------ RECORDS FOR THIS TASK ------
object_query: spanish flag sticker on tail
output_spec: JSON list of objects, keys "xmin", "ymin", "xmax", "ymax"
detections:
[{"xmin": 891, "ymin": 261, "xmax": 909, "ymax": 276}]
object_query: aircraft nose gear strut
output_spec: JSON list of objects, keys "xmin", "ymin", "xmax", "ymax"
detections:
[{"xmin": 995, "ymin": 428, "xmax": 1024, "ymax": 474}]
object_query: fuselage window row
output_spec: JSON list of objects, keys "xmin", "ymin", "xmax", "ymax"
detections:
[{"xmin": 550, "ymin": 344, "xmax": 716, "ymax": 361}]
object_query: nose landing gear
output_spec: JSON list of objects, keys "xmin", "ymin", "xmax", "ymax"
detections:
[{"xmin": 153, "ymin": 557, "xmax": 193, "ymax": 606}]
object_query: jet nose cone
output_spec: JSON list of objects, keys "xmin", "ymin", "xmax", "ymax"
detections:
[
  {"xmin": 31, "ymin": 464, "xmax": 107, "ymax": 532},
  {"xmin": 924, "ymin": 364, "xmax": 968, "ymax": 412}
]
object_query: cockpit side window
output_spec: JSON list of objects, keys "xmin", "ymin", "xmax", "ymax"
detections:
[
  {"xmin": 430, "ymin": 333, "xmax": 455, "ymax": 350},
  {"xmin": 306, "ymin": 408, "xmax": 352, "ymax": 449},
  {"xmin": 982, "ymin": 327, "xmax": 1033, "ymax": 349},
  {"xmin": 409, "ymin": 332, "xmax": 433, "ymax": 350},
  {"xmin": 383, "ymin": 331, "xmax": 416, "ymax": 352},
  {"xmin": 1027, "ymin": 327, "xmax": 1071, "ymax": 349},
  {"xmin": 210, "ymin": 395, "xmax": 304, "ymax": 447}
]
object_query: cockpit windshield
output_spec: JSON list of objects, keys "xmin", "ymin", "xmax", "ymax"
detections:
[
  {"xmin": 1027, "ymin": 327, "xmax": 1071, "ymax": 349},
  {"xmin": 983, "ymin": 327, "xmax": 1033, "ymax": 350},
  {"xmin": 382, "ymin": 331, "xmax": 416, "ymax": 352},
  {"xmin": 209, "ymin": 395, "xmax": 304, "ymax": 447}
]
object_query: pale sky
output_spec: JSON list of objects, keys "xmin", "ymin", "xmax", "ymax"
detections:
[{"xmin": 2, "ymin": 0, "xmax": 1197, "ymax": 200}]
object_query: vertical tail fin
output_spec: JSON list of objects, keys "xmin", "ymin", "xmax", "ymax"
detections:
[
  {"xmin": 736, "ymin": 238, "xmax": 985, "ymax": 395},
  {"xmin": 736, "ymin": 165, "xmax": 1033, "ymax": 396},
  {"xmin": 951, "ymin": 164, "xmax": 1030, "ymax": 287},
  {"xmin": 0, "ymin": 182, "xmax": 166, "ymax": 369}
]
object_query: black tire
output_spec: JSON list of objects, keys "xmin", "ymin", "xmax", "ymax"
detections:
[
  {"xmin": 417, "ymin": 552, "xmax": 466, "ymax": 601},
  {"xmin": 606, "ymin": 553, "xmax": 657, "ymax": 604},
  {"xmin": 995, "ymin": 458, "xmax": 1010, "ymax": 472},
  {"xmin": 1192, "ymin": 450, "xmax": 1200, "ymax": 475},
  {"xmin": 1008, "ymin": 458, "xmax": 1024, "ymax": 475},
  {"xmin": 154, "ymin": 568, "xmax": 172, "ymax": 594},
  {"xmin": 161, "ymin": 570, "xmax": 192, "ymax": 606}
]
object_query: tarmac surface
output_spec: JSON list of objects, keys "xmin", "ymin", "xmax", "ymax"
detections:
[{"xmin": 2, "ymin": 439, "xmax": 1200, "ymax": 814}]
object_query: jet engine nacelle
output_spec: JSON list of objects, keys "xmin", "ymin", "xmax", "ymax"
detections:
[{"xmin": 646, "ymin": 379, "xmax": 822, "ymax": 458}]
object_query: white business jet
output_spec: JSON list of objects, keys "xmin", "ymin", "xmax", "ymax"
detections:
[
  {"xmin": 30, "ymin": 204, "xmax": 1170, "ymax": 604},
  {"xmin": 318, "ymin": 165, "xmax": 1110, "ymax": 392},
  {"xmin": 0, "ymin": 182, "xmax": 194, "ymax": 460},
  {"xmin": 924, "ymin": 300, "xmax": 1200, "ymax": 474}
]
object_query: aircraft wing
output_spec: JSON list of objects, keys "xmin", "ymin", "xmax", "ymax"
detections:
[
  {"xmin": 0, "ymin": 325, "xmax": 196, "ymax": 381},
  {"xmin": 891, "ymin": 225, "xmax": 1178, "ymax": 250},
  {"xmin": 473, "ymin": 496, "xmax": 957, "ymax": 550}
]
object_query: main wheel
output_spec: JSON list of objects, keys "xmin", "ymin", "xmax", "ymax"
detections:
------
• **EXERCISE**
Only lines with the word "aircraft" count here; copy every one from the records.

• **TASK RESPONSE**
object_query: aircraft nose gear strut
object_query: aircraft wing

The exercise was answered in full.